DATA SHOWN >>
▼

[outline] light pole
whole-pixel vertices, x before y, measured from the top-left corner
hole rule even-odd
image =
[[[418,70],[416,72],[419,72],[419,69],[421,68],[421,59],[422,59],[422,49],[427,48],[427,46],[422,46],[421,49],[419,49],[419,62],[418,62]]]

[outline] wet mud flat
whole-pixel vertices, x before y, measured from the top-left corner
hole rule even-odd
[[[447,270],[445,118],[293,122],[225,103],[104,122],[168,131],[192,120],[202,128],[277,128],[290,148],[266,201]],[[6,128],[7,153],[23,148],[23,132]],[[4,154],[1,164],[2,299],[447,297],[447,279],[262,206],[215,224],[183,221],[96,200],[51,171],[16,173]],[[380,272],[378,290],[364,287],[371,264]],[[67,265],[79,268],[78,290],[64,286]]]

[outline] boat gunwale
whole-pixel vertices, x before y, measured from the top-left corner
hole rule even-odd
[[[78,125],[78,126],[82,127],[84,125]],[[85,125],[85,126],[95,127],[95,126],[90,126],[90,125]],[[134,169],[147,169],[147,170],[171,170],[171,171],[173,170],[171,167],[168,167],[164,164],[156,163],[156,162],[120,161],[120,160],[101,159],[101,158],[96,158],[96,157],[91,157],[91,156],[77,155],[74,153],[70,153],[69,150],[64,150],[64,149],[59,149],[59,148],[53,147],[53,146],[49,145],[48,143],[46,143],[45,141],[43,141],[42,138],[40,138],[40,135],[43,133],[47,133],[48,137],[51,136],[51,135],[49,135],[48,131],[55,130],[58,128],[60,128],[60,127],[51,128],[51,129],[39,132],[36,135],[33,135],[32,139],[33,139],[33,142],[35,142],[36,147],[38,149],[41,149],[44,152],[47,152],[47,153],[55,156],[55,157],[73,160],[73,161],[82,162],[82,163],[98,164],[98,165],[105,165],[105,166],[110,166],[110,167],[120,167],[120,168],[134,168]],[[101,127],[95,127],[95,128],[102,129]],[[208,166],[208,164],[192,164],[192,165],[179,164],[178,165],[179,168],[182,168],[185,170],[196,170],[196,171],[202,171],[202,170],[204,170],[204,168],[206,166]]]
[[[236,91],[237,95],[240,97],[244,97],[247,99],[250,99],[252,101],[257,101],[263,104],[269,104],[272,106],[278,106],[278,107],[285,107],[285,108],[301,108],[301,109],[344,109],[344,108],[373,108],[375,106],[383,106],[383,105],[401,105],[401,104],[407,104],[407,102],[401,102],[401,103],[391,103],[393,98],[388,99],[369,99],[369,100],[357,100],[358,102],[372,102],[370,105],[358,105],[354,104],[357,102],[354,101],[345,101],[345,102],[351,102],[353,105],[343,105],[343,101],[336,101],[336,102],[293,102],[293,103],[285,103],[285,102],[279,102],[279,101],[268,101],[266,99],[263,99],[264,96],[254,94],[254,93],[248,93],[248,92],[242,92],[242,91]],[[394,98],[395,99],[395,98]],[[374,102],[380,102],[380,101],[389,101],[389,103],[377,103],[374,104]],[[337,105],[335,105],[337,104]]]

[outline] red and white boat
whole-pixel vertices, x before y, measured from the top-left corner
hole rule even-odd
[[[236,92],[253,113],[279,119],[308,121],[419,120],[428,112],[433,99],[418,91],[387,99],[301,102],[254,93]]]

▲
▼

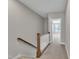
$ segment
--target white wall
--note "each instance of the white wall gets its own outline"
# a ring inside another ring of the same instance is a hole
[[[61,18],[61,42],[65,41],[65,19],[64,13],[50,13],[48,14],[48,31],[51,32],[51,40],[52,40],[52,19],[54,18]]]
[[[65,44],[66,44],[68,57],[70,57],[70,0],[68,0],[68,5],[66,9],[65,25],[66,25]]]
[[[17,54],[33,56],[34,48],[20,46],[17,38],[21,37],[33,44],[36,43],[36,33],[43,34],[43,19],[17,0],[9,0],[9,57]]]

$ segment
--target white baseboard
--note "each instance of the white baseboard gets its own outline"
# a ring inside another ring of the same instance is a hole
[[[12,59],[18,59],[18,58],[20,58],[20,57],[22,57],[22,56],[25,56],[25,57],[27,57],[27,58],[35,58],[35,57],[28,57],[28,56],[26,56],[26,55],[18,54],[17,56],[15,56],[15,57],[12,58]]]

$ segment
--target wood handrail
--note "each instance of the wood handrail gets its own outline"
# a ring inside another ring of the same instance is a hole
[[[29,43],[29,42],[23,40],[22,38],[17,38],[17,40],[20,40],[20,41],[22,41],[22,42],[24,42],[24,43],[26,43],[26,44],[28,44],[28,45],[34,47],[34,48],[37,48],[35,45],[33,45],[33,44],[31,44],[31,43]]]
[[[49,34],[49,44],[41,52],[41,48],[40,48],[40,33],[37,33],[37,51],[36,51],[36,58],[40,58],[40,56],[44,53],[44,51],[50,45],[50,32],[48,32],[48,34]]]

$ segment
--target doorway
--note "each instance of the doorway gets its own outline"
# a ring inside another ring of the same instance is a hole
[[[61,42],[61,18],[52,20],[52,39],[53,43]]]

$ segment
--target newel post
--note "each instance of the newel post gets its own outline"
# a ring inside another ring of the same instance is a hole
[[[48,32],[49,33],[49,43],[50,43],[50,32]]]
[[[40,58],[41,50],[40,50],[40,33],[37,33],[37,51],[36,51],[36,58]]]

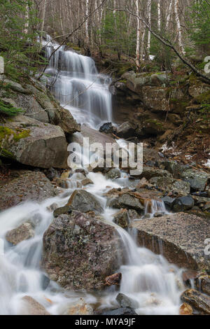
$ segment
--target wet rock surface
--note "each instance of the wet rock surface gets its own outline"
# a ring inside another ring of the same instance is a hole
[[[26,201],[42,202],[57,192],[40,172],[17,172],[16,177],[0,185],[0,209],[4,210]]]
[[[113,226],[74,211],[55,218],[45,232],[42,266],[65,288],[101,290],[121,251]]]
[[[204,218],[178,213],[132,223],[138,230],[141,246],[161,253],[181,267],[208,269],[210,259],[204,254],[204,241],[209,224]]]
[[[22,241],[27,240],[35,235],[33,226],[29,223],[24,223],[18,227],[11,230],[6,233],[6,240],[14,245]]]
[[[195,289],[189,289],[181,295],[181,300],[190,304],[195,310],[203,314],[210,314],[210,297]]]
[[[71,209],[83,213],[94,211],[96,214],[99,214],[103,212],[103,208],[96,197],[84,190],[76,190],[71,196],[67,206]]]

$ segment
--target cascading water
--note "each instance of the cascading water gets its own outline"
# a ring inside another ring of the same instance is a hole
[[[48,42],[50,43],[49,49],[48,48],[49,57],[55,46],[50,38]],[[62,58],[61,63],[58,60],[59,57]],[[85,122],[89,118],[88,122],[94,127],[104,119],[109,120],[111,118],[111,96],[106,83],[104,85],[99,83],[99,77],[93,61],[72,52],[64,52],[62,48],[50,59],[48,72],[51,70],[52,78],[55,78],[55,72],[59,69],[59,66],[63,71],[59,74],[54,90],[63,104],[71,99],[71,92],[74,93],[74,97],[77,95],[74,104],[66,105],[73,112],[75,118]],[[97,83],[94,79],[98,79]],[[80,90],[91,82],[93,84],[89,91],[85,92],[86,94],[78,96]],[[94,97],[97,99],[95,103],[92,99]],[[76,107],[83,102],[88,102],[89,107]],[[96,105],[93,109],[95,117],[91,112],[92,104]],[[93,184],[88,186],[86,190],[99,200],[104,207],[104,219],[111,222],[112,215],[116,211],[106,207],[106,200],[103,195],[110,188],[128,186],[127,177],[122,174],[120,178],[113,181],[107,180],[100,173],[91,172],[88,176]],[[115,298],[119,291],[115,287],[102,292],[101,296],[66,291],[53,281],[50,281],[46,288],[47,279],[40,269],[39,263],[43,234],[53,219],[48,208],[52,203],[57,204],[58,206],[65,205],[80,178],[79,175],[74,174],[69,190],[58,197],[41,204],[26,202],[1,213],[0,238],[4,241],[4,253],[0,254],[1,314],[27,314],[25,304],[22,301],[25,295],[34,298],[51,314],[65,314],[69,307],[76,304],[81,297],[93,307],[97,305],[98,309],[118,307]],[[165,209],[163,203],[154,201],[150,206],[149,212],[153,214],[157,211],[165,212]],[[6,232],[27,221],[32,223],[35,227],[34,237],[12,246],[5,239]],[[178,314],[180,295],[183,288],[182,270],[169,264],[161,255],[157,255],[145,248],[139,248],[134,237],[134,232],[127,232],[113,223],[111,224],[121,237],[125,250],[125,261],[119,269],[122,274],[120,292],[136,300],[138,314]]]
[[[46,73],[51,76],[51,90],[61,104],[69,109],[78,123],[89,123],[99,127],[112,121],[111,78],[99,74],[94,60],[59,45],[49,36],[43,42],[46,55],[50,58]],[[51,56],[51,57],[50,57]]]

▲

EXERCISE OBJECTIVE >> Return every line from the entries above that contains the word "wood".

EXERCISE RESPONSE >>
--target wood handrail
--note "each instance of the wood handrail gets its own outline"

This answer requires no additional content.